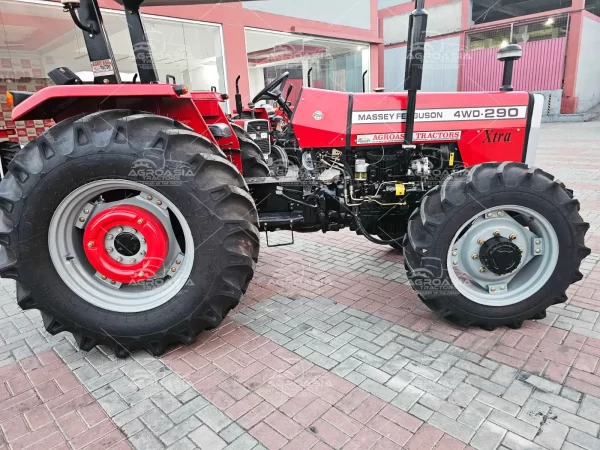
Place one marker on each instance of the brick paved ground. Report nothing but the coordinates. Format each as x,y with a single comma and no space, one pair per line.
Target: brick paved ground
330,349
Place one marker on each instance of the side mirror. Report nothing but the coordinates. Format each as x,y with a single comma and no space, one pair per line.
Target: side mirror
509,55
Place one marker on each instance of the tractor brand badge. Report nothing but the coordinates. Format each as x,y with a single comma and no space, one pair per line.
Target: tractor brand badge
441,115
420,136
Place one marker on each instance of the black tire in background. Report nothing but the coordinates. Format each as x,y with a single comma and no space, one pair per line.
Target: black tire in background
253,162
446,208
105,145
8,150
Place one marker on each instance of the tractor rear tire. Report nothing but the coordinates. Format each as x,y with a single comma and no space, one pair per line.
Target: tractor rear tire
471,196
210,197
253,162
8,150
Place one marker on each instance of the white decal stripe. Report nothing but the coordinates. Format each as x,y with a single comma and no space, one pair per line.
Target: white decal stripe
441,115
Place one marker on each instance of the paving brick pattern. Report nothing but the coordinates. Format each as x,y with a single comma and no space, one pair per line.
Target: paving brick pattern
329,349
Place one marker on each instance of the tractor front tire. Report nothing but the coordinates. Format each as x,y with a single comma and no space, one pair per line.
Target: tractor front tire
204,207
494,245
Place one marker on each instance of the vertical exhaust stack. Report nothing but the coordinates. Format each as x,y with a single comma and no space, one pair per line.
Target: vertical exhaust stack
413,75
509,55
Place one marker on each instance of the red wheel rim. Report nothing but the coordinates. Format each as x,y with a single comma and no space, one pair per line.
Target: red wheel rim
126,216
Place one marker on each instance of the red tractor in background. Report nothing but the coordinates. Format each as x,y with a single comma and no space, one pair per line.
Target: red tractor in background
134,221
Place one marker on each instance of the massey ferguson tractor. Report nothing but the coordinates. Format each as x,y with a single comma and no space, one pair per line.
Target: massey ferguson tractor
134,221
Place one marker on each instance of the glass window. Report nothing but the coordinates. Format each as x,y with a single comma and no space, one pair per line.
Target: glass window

Exercise task — Can you write out all the records again with "Target" swapped for "Label" everywhere and nothing else changed, leaving out the pictures?

Complete output —
Place one marker on each instance of the brick paved ground. Report nothing but the coordinates. Format each as x,y with a single comma and no space, one pair per line.
Label: brick paved ground
330,349
Place one marker on each instance of the side mirror. Report nothing but the coordinates. Format each as x,y with a single comma and no space, one pair per line.
Label: side mirror
509,55
Place one marker on each instance of the tractor brand badge. Report nothing but the coordinates. Format each as x,y with a single comma and no space, one pair per line.
Label: tractor brand badge
441,115
420,136
Place one marker on each instance of the black tire in background. Report nothing but the coordinates. Format each as x,y with a single comma and no space, one pair per line.
Label: black tire in background
253,162
446,208
105,145
8,150
Place one marker on each instance of the tractor rear tire. Report nothing but the coordinates. Format each as x,y with a single comma and no space, one pair per line.
Label: tractor rear tire
471,196
210,197
253,162
8,150
Place one marker on each instance of the white decal stripe. Report nothing but the coordinates. Format each as x,y with a single comma and no space, one pair per line.
Label: white decal stripe
441,115
Place one marker on each instance of the paving brick pattern. Report nothing but the coordinates. Format each as x,y with a single comma and no space, one pair per line.
Label: paving brick pattern
329,349
Place one marker on each instance of the tractor front tire. Report nothing but the coordinates. Format each as x,y with a single comma and no space, one pair per line.
Label: tractor front tire
204,207
494,245
Place one marker on each instance of the vertical exhaust stack. Report nothing but the coordinates. Format each as x,y with a single comma and no space, one pair per line.
Label: vertical exhaust stack
413,75
509,55
Place one marker on each instance of the red wheel rim. Report nothing but the coordinates. Format each as x,y with a single comma and no space, one pair per line.
Label: red wheel rim
126,216
Place one marker on each instance of the red tractor in background. Report nothing but the coordinates. Format each as x,y with a single comma and no space, one pair per line.
Label: red tractor in background
134,221
Place one marker on each instance of the massey ferguson tractor. Report nothing but the coordinates. Format each as x,y with a single comma and no space, one pair per line.
Label: massey ferguson tractor
134,221
Place one marker on each instance of the glass window. Report nothing but the coordinates. Format each as x,y with a single comma and no space, one pair per line.
Label: glass window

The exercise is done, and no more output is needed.